O comércio de crianças amapaenses e paraenses é intenso na Guiana Francesa e no Suriname, ao norte do Amapá, principalmente em cidades como Kourou, onde fica a base francesa de lançamento de satélites; o balneário de Montjoly e Saint Laurent. Meninas e meninos amapaenses e paraenses são bastante apreciados para bacanais, corrompidos por promessas de casamento com franceses ou pela possibilidade de ir para a Europa, onde imaginam que possam ganhar até 100 euros, cerca de R$ 500, por programa, escapando, assim, da miséria. 

Dos 200 mil habitantes da Guiana Francesa, 50 mil são brasileiros ilegais, amapaenses em sua maioria, que fogem do Amapá, estado assolado pela miséria social, roubalheira de colarinho branco, nepotismo, corrupção endêmica e imigração insuportável. A capital, Macapá, é reflexo do desleixo administrativo. Cidade sem esgoto, cheia de ruas esburacadas, com fornecimento precário de energia elétrica e água encanada, apesar de se situar na margem do maior rio do mundo, o Amazonas, a cada dia fica mais inchada e violenta.

┄┄┄┄┄┄

_INSTRUÇÕES DO EXERCÍCIO_:
A. Por favor, diga se cada afirmação concorda com o bloco de texto e responda sim ou não, citando literalmente as palavras que decidem: (i) 50 mil dos habitantes da Guiana Francesa são brasileiros ilegais; (ii) Macapá conta com rede de esgoto; (iii) a base francesa de lançamento de satélites fica em Saint Laurent.
B. Segundo o bloco de texto, em que rio se situa Macapá?
C. Explique, com base no bloco de texto, por que os brasileiros ilegais na Guiana Francesa fogem do Amapá.

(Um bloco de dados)
┄┄┄┄┄┄

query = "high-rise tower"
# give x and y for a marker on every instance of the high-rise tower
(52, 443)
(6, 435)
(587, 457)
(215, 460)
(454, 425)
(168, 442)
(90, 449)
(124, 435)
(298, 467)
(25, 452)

┄┄┄┄┄┄

_RESPOSTAS ÀS TAREFAS_:
A.
(i) Sim: "Dos 200 mil habitantes da Guiana Francesa, 50 mil são brasileiros ilegais".
(ii) Não: "Cidade sem esgoto".
(iii) Não: "Kourou, onde fica a base francesa de lançamento de satélites".

B. Na margem do Amazonas, apontado como o maior rio do mundo.

C. Eles fogem porque o Amapá é um estado assolado pela miséria social, pela roubalheira de colarinho branco, pelo nepotismo, pela corrupção endêmica e por uma imigração insuportável.